Task to carry out - Would you print every entry below exactly as written, omitting the images?

Records for the exercise -
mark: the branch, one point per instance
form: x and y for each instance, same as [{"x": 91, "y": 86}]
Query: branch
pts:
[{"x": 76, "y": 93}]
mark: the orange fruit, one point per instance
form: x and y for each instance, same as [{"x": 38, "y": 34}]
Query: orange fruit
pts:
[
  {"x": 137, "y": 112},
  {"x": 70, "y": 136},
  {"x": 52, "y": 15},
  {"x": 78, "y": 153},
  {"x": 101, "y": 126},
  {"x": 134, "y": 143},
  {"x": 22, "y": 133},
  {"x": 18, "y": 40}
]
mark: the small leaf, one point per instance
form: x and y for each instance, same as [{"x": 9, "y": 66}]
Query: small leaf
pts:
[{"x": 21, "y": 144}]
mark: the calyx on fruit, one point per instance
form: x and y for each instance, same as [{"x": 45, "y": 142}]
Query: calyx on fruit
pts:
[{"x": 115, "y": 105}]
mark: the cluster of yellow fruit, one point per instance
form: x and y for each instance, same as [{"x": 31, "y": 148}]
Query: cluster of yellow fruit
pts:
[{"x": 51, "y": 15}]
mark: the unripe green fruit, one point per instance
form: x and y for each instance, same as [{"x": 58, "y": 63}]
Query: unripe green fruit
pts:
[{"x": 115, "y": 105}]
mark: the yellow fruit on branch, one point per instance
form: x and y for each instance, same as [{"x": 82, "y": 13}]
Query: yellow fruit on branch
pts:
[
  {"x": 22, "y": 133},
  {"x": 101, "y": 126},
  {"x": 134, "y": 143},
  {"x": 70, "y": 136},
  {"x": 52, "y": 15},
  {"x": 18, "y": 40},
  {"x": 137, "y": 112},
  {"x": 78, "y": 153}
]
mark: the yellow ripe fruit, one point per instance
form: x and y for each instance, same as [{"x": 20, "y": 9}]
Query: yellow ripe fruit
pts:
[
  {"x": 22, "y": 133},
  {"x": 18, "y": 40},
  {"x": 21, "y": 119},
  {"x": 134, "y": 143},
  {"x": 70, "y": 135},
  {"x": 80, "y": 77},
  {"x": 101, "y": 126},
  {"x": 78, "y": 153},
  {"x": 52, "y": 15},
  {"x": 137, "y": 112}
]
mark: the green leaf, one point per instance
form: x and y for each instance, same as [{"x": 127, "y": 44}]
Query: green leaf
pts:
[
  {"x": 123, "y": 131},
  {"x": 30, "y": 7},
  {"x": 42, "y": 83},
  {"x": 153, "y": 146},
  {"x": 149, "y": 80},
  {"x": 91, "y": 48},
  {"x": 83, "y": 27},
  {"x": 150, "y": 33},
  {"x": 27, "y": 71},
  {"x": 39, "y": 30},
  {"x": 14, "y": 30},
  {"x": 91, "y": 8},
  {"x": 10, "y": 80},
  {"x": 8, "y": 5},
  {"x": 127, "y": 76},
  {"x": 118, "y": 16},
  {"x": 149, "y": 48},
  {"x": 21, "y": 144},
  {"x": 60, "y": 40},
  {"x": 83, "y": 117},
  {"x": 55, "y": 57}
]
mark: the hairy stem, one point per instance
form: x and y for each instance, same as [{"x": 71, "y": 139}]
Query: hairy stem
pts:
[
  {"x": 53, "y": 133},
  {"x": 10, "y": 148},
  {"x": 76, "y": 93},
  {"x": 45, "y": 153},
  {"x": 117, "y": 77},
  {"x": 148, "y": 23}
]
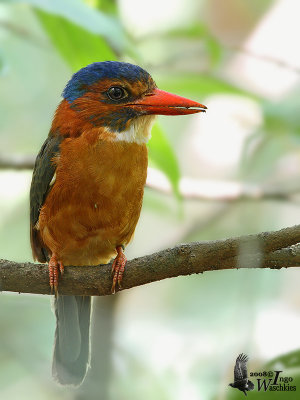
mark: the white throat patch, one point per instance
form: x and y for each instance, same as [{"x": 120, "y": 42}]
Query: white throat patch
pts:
[{"x": 139, "y": 131}]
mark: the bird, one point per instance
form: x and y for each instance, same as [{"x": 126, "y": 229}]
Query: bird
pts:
[
  {"x": 241, "y": 380},
  {"x": 87, "y": 189}
]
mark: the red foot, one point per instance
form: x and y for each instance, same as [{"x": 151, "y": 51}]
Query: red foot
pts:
[
  {"x": 118, "y": 268},
  {"x": 54, "y": 266}
]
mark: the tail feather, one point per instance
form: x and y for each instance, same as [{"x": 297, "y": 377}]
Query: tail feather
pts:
[{"x": 71, "y": 355}]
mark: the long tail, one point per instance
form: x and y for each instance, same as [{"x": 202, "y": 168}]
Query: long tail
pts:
[{"x": 71, "y": 355}]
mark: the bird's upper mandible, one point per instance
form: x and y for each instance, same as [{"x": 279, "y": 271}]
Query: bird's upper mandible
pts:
[{"x": 116, "y": 96}]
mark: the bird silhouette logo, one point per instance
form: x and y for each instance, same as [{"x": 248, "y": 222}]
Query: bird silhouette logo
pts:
[{"x": 241, "y": 380}]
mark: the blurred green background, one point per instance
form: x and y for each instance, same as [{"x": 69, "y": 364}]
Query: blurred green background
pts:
[{"x": 176, "y": 339}]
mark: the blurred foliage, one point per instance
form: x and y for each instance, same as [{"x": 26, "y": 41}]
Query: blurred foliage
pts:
[{"x": 213, "y": 314}]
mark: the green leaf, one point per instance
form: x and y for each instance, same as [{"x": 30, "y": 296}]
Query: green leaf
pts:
[
  {"x": 88, "y": 18},
  {"x": 162, "y": 156},
  {"x": 76, "y": 45},
  {"x": 203, "y": 85}
]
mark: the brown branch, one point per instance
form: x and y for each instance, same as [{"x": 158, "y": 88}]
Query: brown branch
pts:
[
  {"x": 265, "y": 250},
  {"x": 190, "y": 189}
]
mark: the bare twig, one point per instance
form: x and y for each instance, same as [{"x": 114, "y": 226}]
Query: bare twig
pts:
[{"x": 266, "y": 250}]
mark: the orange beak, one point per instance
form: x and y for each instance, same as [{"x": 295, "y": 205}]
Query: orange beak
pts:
[{"x": 164, "y": 103}]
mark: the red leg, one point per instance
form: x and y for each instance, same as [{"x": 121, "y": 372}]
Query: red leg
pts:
[
  {"x": 118, "y": 268},
  {"x": 54, "y": 266}
]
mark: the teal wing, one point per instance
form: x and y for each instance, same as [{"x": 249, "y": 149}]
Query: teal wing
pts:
[{"x": 43, "y": 174}]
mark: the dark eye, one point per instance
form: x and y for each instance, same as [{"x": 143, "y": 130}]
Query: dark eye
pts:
[{"x": 117, "y": 93}]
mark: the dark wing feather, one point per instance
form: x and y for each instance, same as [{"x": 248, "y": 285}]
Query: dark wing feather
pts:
[
  {"x": 43, "y": 173},
  {"x": 240, "y": 369}
]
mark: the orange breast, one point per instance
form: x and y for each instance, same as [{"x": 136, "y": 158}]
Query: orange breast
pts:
[{"x": 95, "y": 202}]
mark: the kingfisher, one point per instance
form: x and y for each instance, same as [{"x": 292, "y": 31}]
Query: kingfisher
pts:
[{"x": 87, "y": 188}]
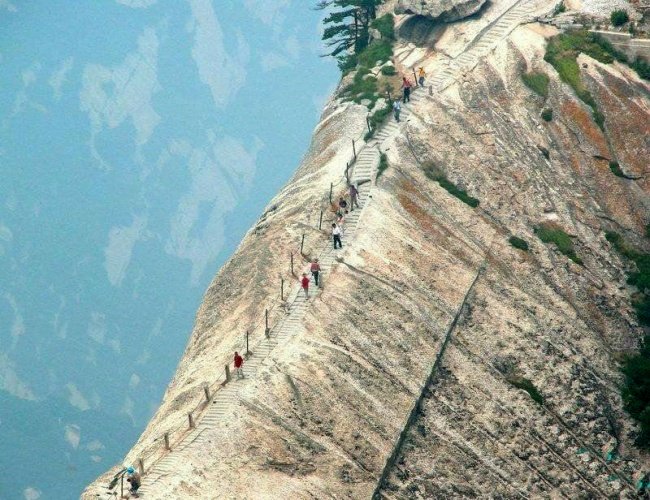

Exercise answer -
mark: the branch, one point per instance
form: x and y for each instance, same as [{"x": 91, "y": 86}]
Query: branch
pts:
[{"x": 76, "y": 93}]
mark: the orange fruit, one point per instance
form: x and y for each instance, same as [{"x": 38, "y": 34}]
Query: orange fruit
pts:
[
  {"x": 137, "y": 112},
  {"x": 70, "y": 136},
  {"x": 52, "y": 15},
  {"x": 78, "y": 153},
  {"x": 101, "y": 126},
  {"x": 134, "y": 143},
  {"x": 22, "y": 133},
  {"x": 18, "y": 40}
]
mark: the small leaf, one point per instance
form: x and y for each instance, same as [{"x": 9, "y": 66}]
Query: small leaf
pts:
[{"x": 21, "y": 144}]
mark: the calyx on fruit, one point per instance
form: x and y for each instance, same as [{"x": 45, "y": 142}]
Query: calyx on fruit
pts:
[{"x": 115, "y": 105}]
mark: the cluster of yellow fruit, one point per instance
form: x and y for each instance, same as [{"x": 31, "y": 148}]
Query: cluster of yellow fruit
pts:
[{"x": 51, "y": 15}]
mark: the unripe green fruit, one point per instance
form: x and y for each instance, same as [{"x": 58, "y": 63}]
Query: unripe green fruit
pts:
[{"x": 115, "y": 105}]
mark: the yellow fruit on branch, one point per instance
form: x and y for each instance, same as [{"x": 82, "y": 13}]
Query: yellow fruit on branch
pts:
[
  {"x": 22, "y": 133},
  {"x": 101, "y": 126},
  {"x": 134, "y": 143},
  {"x": 70, "y": 136},
  {"x": 52, "y": 15},
  {"x": 18, "y": 40},
  {"x": 137, "y": 112},
  {"x": 78, "y": 153}
]
mark: the yellow ripe fruit, one point per instance
form: x and y for each instance, same as [{"x": 20, "y": 9}]
Query: yellow ripe fruit
pts:
[
  {"x": 22, "y": 133},
  {"x": 18, "y": 40},
  {"x": 21, "y": 119},
  {"x": 134, "y": 143},
  {"x": 70, "y": 135},
  {"x": 80, "y": 77},
  {"x": 101, "y": 126},
  {"x": 78, "y": 153},
  {"x": 52, "y": 15},
  {"x": 137, "y": 112}
]
mark: the green leaf, one point per instance
form: x and y for each instance, same as [{"x": 127, "y": 44}]
Query: green leaf
pts:
[
  {"x": 123, "y": 131},
  {"x": 30, "y": 7},
  {"x": 42, "y": 83},
  {"x": 153, "y": 146},
  {"x": 149, "y": 80},
  {"x": 91, "y": 48},
  {"x": 83, "y": 27},
  {"x": 150, "y": 33},
  {"x": 27, "y": 71},
  {"x": 39, "y": 30},
  {"x": 14, "y": 30},
  {"x": 91, "y": 8},
  {"x": 10, "y": 80},
  {"x": 8, "y": 5},
  {"x": 127, "y": 76},
  {"x": 118, "y": 16},
  {"x": 149, "y": 48},
  {"x": 21, "y": 144},
  {"x": 60, "y": 40},
  {"x": 83, "y": 117},
  {"x": 55, "y": 57}
]
mark: the hairy stem, one point per instance
form: x and y for each instance, same as [{"x": 71, "y": 139}]
Query: hairy stem
pts:
[
  {"x": 53, "y": 133},
  {"x": 10, "y": 148},
  {"x": 76, "y": 93},
  {"x": 45, "y": 153},
  {"x": 117, "y": 77},
  {"x": 148, "y": 23}
]
mark: the white throat patch, one point per instance
form: x and y for each instance, same as [{"x": 120, "y": 42}]
Query: white throat patch
pts:
[{"x": 139, "y": 131}]
mark: the bird, one point per instance
form: x and y for each instance, same as [{"x": 126, "y": 229}]
Query: bird
pts:
[
  {"x": 241, "y": 380},
  {"x": 87, "y": 189}
]
mark: the red foot, one point per instance
form: x and y for each instance, same as [{"x": 151, "y": 51}]
Query: red foot
pts:
[
  {"x": 118, "y": 268},
  {"x": 54, "y": 266}
]
mark: the tail feather, one point per instance
form: x and y for each instance, same as [{"x": 297, "y": 377}]
Query: tail feather
pts:
[{"x": 71, "y": 355}]
mark: the long tail, one point per instance
form: x and y for each instance, same as [{"x": 202, "y": 168}]
Query: long tail
pts:
[{"x": 71, "y": 355}]
mark: the bird's upper mandible, one point per instance
form: x and y for each instance, same as [{"x": 279, "y": 271}]
Query: bird's upper mandible
pts:
[{"x": 116, "y": 96}]
mark: the bird silhouette logo, one point per instance
form: x and y for each instance, same as [{"x": 248, "y": 222}]
Query: bird silhouette logo
pts:
[{"x": 241, "y": 380}]
mark: the blurred green background, one point per instance
form: x and y for each instance, same as [{"x": 69, "y": 364}]
Query: blurred green background
pts:
[{"x": 176, "y": 339}]
mark: the blurred foliage, one point per instance
form: x and y for each instance, same as [{"x": 26, "y": 41}]
Query: blurred foliage
pts:
[{"x": 213, "y": 314}]
mark: the green leaf, one point per instance
form: x and y for each instance, same as [{"x": 30, "y": 296}]
Query: green leaf
pts:
[
  {"x": 88, "y": 18},
  {"x": 162, "y": 156},
  {"x": 76, "y": 45},
  {"x": 203, "y": 85}
]
mark: the brown branch, one point per instance
form: x and y for each instance, same as [{"x": 158, "y": 88}]
Query: brown branch
pts:
[
  {"x": 265, "y": 250},
  {"x": 190, "y": 189}
]
mark: the bare twig, one point per instance
form: x and y for each instance, same as [{"x": 114, "y": 226}]
Query: bare twig
pts:
[{"x": 266, "y": 250}]
mark: the orange beak, one point per instance
form: x and y for each instance, same as [{"x": 295, "y": 205}]
Query: orange beak
pts:
[{"x": 164, "y": 103}]
mark: the red leg, one point per instance
form: x and y for each instance, same as [{"x": 121, "y": 372}]
Query: red leg
pts:
[
  {"x": 118, "y": 268},
  {"x": 54, "y": 266}
]
mark: the teal wing, one point per instance
form: x and y for each instance, same as [{"x": 249, "y": 149}]
Query: teal wing
pts:
[{"x": 43, "y": 174}]
mark: the dark eye, one point per instance
form: x and y for each instance, same as [{"x": 143, "y": 130}]
Query: dark eye
pts:
[{"x": 117, "y": 93}]
mark: the dark wing feather, one point per instance
form: x and y for each instance, same as [{"x": 248, "y": 285}]
Query: dark wing feather
pts:
[
  {"x": 43, "y": 173},
  {"x": 240, "y": 369}
]
mark: the orange breast, one point per instance
form: x and y for each instance, same as [{"x": 136, "y": 158}]
Query: orange breast
pts:
[{"x": 95, "y": 202}]
mark: the kingfisher, one point per instance
form: x and y for each instance, same as [{"x": 292, "y": 31}]
Query: kingfisher
pts:
[{"x": 87, "y": 188}]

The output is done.